◆ **Exercise instructions**
Copy out the full passage describing the leaves and peduncles of L. substrigosa word for word, keeping its paragraph breaks.

◆ **Source passage**
Content starts
The leaf blades are ovate to broadly ovate or ovate-elliptic. They typically range in size from 5 to 24 cm long and 2.5 to 12 cm wide. At their tips, leaf blades are acute to acuminate (tapering to a sharp point), while at their base, they are either cordate to abruptly contracted and obtuse or long, slender and wedge shaped. The surface of the leaf blade is puckered with a blistery appearance or is wrinkly and rugged. The leaf blade feels rough to the touch and has hairs that may be soft, weak, thin and clearly separated or coarse, rough, long and densely matted. The edges of the leaf are toothed, and may be crenate (with rounded edges), or serrate (with jagged edges).

An individual plant of L. substrigosa typically has four to eight peduncles in each leaf axil. They tend to be 2.5 to 6 cm long and are covered with long, rough, and coarse hairs. Pubescent hairs, arising from glands, also grow on the peduncle.
Content ends
◆ **Material shown**
Content starts
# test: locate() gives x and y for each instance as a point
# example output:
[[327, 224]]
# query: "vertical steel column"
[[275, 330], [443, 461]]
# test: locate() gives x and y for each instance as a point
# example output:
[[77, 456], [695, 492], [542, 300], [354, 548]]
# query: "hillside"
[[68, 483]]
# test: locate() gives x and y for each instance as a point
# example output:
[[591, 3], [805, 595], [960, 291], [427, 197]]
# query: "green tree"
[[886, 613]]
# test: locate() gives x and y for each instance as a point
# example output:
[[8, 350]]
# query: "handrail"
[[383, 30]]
Content ends
Content starts
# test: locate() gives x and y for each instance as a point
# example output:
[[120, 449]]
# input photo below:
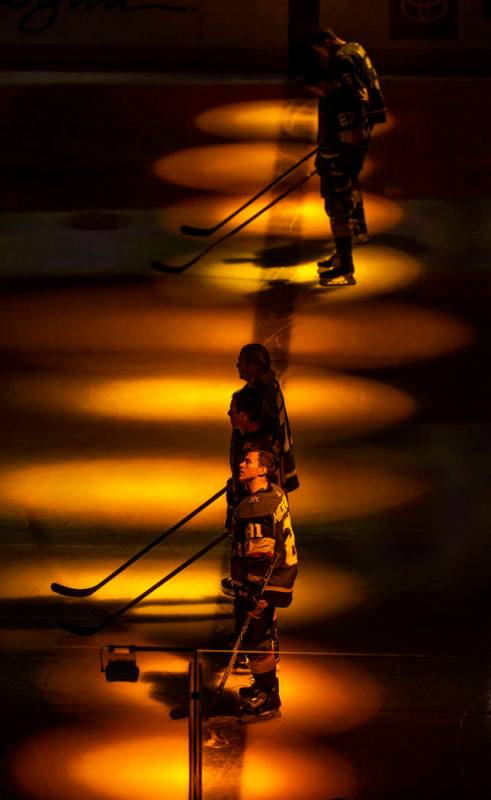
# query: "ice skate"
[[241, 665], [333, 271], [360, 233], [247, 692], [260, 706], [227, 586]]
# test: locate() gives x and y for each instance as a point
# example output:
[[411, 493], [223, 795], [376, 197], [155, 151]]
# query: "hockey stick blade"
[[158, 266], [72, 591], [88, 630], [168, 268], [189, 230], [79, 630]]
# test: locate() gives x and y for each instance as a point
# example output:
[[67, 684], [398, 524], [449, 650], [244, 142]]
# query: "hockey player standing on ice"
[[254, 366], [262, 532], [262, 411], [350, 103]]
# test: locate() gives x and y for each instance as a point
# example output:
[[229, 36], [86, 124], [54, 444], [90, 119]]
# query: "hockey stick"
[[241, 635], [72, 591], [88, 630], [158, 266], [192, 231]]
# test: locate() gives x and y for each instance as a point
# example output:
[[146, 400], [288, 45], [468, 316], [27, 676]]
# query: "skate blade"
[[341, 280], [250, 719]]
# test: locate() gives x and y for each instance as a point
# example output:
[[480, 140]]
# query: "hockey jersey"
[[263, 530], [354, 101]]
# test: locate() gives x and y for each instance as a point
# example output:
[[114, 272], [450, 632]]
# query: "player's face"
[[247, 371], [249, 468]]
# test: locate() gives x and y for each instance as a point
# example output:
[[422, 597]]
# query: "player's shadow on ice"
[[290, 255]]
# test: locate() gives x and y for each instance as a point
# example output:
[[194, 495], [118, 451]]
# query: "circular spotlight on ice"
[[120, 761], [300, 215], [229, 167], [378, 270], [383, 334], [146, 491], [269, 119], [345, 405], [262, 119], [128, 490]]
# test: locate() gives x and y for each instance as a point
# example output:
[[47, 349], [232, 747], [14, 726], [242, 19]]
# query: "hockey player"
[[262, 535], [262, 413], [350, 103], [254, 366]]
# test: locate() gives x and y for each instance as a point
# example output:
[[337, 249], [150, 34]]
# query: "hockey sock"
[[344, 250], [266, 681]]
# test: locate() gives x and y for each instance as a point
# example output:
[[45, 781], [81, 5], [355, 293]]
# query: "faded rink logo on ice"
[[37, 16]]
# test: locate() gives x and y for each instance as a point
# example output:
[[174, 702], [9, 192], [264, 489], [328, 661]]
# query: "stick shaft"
Content ends
◆ **Output**
The leaf blades are ovate to broadly ovate or ovate-elliptic. They typically range in size from 5 to 24 cm long and 2.5 to 12 cm wide. At their tips, leaf blades are acute to acuminate (tapering to a sharp point), while at their base, they are either cordate to abruptly contracted and obtuse or long, slender and wedge shaped. The surface of the leaf blade is puckered with a blistery appearance or is wrinkly and rugged. The leaf blade feels rough to the touch and has hairs that may be soft, weak, thin and clearly separated or coarse, rough, long and densely matted. The edges of the leaf are toothed, and may be crenate (with rounded edges), or serrate (with jagged edges).

An individual plant of L. substrigosa typically has four to eight peduncles in each leaf axil. They tend to be 2.5 to 6 cm long and are covered with long, rough, and coarse hairs. Pubescent hairs, arising from glands, also grow on the peduncle.